**Texte fourni:**

Le frein des usages : une réglementation toujours en retard ?

Qui ne souvient pas du bras de fer entre G7 et Uber ? Cette valse-hésitation judiciaire peut s’appliquer à de nombreux autre cas. Ici, le législateur semble jouer le levier de frein à main à l’innovation. « Pour s’éviter les foudres des transporteurs et du législateur, nous limitons les prestations aux frais réels. Nous avons décidé de nous aligner sur les mesures à l’oeuvre dans le covoiturage, c’est à dire développer une solution écologique et économique sans faire du business, parce que pour l’instant la réglementation est ouverte. Mais jusqu’à quand ? », s’interroge prudemment Frédéric Morcillo.

**Données:**
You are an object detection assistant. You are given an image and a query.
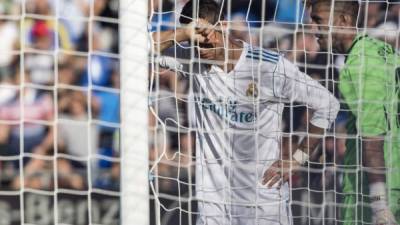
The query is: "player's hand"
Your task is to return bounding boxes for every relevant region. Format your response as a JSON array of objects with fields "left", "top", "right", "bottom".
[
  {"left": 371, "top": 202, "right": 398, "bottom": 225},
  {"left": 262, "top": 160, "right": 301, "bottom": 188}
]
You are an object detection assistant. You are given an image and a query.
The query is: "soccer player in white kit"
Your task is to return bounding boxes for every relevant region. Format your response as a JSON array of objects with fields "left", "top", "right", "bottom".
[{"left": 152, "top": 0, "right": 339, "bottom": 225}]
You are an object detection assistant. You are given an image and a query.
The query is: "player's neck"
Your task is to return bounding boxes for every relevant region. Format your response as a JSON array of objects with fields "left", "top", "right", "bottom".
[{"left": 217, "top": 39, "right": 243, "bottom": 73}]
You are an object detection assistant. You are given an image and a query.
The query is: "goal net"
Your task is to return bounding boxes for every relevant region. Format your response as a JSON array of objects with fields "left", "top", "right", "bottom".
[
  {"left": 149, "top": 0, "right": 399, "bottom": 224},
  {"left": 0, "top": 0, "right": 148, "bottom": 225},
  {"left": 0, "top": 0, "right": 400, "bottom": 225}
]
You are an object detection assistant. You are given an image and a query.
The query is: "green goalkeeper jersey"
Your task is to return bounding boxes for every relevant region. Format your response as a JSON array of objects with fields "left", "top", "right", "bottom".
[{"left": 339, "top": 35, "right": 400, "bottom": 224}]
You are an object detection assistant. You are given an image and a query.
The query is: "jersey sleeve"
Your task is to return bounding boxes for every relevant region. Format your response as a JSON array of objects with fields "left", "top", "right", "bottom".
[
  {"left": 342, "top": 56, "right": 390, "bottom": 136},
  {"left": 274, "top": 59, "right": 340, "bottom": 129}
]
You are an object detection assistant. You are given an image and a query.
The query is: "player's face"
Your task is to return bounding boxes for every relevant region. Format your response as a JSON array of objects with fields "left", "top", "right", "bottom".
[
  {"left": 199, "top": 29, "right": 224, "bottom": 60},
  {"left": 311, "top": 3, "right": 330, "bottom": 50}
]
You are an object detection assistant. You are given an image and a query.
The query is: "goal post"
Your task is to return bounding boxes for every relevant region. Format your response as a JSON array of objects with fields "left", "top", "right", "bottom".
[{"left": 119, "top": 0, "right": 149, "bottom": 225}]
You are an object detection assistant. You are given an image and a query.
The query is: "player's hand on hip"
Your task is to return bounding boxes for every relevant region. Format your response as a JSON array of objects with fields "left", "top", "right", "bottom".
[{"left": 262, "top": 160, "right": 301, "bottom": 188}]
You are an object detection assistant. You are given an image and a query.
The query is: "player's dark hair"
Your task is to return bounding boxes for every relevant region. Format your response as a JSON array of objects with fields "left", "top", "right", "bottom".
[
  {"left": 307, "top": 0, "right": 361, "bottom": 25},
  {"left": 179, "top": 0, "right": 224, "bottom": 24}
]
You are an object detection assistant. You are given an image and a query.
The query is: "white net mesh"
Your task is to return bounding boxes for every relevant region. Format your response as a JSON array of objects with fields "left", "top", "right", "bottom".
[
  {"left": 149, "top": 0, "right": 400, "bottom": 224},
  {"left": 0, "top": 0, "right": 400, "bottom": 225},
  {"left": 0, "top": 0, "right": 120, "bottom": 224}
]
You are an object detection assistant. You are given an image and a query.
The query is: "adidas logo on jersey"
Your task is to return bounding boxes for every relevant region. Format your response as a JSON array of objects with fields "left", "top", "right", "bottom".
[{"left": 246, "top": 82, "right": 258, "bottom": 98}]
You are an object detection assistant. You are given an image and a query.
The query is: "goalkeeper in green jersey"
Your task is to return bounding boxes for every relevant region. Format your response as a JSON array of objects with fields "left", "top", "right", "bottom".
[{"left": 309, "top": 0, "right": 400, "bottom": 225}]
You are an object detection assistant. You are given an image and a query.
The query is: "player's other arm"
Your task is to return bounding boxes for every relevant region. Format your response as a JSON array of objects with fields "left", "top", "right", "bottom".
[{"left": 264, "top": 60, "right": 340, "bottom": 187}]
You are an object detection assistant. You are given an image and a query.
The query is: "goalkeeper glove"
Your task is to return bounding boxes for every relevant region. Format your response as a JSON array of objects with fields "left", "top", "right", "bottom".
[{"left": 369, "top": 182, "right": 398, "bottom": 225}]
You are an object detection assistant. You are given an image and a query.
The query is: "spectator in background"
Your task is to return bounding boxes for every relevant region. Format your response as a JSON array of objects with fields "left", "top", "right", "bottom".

**Consigne:**
Répondez, s'il vous plaît, à ces questions à partir du texte sur la réglementation :
(a) Entre qui se déroule le bras de fer mentionné ?
(b) À quoi les prestations sont-elles limitées ?
(c) Qui demande « Mais jusqu'à quand ? » ?

**Réponse:**
(a) Entre G7 et Uber.
(b) Aux frais réels.
(c) Frédéric Morcillo.